TASK OBJECTIVE>
Please reproduce the records word for word, from the line containing "# test: locate the utility" through the end of the records.

DATA PROVIDED>
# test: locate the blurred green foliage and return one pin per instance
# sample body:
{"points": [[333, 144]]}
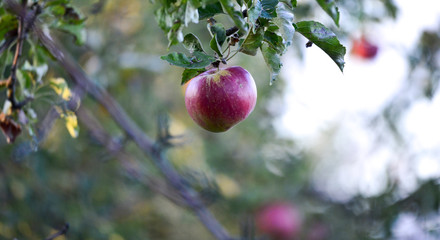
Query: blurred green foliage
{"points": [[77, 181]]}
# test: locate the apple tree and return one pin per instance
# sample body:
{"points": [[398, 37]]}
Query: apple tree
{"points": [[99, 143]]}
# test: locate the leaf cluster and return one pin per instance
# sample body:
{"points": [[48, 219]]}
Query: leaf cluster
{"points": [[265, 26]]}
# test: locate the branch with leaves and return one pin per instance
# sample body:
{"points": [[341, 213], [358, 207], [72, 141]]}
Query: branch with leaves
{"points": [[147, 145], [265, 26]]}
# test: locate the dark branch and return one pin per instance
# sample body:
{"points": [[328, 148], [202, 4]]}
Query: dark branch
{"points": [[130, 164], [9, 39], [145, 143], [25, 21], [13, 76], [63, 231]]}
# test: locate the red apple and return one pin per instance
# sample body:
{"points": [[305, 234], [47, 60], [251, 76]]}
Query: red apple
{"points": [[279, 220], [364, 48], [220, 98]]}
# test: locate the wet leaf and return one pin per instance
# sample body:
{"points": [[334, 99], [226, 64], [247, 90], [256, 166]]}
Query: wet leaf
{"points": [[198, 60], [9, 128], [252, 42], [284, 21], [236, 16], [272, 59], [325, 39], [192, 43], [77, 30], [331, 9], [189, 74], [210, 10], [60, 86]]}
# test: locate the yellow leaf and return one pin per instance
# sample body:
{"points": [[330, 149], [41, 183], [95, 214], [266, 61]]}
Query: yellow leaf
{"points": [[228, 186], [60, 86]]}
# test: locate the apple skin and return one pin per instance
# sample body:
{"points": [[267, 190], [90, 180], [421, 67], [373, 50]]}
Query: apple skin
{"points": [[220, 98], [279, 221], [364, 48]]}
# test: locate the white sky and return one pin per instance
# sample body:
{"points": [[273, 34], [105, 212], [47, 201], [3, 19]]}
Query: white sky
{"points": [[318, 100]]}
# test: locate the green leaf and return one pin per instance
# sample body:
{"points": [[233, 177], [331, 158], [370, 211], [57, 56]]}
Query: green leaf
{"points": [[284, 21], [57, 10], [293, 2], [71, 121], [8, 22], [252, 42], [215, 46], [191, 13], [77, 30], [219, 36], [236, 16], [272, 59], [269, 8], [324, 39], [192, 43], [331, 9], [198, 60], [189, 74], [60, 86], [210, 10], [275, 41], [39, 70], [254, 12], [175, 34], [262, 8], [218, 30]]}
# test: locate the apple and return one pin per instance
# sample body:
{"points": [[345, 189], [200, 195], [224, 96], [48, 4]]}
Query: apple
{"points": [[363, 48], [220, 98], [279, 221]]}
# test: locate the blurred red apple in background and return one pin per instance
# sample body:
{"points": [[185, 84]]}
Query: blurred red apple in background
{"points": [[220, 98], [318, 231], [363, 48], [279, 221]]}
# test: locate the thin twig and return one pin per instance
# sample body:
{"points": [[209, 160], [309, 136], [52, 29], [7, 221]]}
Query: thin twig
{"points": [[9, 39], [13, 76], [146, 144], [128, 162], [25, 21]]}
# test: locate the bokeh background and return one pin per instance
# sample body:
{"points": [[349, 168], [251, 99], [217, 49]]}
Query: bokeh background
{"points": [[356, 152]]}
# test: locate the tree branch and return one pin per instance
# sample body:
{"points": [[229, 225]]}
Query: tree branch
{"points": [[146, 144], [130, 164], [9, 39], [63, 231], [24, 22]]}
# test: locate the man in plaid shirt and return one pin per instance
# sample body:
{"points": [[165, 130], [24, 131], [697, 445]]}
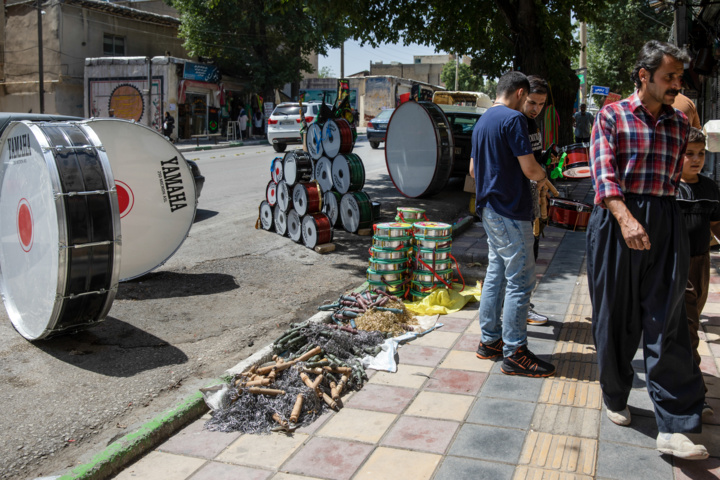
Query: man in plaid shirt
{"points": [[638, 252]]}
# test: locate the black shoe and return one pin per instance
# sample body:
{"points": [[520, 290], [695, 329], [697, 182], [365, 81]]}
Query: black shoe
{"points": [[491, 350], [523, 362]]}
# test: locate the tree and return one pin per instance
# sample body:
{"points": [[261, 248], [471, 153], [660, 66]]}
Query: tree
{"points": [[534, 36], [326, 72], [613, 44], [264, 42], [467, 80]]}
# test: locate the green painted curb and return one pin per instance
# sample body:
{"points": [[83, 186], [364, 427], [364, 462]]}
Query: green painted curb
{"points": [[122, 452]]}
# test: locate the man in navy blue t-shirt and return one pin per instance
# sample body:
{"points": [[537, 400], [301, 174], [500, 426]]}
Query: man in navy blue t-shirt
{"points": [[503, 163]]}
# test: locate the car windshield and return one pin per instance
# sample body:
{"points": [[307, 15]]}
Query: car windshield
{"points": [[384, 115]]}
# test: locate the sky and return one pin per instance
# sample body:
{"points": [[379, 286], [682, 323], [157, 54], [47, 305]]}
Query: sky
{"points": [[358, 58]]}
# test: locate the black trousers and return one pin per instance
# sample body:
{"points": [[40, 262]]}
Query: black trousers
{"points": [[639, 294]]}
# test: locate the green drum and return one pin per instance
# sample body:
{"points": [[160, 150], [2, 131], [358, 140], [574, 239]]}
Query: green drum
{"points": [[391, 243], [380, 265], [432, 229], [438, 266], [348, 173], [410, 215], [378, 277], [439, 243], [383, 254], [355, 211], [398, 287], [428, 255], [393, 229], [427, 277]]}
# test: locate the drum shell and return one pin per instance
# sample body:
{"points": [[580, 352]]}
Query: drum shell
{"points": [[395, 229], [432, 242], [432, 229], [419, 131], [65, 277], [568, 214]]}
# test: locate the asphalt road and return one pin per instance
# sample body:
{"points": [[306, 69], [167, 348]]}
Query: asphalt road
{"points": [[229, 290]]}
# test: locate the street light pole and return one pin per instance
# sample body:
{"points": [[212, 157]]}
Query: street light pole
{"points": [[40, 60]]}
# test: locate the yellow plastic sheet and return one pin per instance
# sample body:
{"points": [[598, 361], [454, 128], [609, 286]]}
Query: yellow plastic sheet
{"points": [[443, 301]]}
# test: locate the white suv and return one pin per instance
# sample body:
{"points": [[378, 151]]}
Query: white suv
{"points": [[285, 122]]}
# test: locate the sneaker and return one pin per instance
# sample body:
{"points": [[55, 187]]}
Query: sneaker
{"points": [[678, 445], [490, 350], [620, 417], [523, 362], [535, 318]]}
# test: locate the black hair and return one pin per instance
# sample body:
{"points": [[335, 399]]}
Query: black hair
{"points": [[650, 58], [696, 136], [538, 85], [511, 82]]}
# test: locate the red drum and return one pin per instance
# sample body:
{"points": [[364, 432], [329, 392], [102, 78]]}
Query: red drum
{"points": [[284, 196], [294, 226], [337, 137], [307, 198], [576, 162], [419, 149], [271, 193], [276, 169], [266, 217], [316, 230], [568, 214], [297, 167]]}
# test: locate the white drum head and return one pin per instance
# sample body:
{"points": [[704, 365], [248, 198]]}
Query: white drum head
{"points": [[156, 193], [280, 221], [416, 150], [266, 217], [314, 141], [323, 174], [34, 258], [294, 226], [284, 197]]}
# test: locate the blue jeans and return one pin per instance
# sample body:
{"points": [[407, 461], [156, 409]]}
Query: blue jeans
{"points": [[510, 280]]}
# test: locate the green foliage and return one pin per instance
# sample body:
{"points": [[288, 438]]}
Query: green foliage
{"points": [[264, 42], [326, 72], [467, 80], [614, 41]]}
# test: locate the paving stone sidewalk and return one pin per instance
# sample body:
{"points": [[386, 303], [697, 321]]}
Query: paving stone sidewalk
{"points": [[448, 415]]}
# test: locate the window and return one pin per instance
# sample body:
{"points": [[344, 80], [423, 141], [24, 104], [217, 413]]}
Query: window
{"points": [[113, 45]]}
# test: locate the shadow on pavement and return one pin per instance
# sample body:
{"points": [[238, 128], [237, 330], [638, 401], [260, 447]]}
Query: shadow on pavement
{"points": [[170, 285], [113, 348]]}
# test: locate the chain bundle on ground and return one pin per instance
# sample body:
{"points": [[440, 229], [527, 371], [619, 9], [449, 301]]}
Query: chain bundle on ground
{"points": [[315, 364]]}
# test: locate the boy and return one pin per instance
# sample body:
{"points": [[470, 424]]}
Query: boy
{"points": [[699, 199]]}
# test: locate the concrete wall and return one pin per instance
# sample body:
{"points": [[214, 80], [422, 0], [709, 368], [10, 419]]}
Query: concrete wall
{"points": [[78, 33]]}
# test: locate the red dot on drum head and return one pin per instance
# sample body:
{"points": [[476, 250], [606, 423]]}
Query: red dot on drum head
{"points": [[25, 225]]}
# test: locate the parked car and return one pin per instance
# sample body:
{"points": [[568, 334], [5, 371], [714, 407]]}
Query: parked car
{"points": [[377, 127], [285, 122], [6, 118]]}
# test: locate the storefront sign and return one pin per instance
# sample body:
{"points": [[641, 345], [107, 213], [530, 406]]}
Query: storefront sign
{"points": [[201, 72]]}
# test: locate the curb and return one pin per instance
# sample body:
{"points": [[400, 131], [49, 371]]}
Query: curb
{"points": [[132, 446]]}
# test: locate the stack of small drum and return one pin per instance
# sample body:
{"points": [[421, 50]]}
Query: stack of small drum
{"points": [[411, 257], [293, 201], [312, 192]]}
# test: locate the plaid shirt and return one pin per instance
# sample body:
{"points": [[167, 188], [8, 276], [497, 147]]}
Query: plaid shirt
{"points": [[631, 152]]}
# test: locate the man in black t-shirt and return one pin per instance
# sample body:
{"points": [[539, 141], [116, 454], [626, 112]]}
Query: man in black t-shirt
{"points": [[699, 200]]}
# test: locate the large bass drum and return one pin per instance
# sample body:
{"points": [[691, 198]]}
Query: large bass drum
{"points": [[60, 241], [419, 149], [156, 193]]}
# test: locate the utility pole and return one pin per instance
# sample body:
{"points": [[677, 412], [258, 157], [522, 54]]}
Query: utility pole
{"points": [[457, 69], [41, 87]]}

WRITTEN SOLUTION>
# test: locate the utility pole and return one pin per instance
# sample body:
{"points": [[677, 412], [258, 157], [522, 54]]}
Query: utility pole
{"points": [[457, 69], [41, 87]]}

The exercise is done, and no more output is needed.